● **WHAT IS BEING ASKED**:
List every person the excerpt about information theory and investment mentions by name.

● **SELECTED EXCERPT**:
<<<<

It is not clear whether Kelly has ever used his methods in
his own investment, but a few people influenced by Shannon made an impact on
the science of investment.
6. Thomas Cover, Edward O. Thorp and Elwyn
Berlekamp
Stanford University professor Thomas Cover from has studied the application of Shannon entropy to investment. He proposed an interesting and somewhat controversial theory, the Universal Portfolio Theory[6], and he proved theoretically that Universal Portfolio can lead to an optimal investment strategy. In practice, however, he did not specify how to construct a universal portfolio.
The Universal Portfolio Theory is well recognized in the community of information theory researchers, and Cover was given the highest award in information theory, the Shannon Prize. His theory, however, was criticized by a famous economist, Nobel Laureate Paul Samuelson (1915 – 2009). Cover tried to apply his theory to practice and started a hedge fund, there is not much information about this fund.

>>>>

● **DATASET**:

<<<<

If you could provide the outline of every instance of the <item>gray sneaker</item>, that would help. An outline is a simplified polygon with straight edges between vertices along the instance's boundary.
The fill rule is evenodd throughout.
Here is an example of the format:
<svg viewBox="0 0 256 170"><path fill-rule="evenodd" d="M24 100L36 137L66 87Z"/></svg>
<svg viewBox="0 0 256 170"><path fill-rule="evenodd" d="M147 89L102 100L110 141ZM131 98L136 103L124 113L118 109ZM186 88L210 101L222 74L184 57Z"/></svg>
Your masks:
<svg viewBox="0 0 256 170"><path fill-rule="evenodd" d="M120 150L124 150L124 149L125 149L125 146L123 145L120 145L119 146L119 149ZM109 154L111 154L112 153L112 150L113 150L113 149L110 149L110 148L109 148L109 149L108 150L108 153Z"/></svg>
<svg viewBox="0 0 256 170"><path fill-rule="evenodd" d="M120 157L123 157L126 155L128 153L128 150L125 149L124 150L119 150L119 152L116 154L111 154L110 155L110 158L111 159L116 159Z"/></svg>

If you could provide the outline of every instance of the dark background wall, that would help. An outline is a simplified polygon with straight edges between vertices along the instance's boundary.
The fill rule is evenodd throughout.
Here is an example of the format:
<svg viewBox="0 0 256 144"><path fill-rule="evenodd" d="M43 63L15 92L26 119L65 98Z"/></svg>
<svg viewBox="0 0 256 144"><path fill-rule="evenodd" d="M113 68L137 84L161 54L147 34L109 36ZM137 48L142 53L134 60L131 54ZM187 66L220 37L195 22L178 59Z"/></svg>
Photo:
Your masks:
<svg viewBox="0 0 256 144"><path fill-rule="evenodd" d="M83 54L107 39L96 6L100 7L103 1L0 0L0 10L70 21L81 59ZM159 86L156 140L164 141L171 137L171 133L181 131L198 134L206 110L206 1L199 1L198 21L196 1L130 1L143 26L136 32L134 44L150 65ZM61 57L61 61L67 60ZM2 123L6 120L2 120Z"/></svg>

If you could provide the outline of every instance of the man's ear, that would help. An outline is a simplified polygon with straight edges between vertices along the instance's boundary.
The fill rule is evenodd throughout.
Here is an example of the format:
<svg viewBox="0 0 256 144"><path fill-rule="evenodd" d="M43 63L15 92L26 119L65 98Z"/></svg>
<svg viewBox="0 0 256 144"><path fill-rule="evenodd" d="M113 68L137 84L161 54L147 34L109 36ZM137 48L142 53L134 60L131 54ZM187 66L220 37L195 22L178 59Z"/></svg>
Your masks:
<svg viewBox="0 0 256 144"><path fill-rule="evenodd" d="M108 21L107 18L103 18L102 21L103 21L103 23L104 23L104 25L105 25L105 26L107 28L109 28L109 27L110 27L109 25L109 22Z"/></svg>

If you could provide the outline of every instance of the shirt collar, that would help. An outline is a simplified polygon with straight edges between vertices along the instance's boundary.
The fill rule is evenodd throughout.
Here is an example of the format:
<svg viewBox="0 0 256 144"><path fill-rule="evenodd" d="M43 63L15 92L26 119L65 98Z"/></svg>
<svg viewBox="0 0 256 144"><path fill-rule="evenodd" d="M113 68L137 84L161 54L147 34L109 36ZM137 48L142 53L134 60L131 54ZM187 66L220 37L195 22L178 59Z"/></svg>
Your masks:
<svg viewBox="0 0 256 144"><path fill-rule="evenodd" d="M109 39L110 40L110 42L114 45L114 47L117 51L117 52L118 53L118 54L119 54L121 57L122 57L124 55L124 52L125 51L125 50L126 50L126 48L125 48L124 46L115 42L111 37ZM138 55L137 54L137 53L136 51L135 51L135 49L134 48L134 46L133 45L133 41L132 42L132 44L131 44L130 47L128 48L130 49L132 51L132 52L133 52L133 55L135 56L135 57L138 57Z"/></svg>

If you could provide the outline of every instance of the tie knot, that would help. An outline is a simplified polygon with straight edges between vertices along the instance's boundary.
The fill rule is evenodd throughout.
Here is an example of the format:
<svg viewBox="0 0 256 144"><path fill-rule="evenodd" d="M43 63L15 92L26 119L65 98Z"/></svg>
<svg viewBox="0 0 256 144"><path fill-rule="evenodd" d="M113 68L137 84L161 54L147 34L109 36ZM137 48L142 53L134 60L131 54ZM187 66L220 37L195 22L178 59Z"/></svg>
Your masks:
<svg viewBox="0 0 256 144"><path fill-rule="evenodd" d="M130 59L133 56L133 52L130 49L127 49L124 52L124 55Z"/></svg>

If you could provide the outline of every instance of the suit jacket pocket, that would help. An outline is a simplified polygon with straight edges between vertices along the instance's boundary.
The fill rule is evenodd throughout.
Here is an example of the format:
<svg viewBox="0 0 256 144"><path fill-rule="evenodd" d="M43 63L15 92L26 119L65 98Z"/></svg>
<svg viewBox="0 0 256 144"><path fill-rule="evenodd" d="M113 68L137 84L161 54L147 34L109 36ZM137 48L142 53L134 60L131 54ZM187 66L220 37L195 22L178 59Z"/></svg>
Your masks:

>>>>

● **WRITTEN ANSWER**:
Kelly, Shannon, Thomas Cover, Edward O. Thorp, Elwyn Berlekamp, Paul Samuelson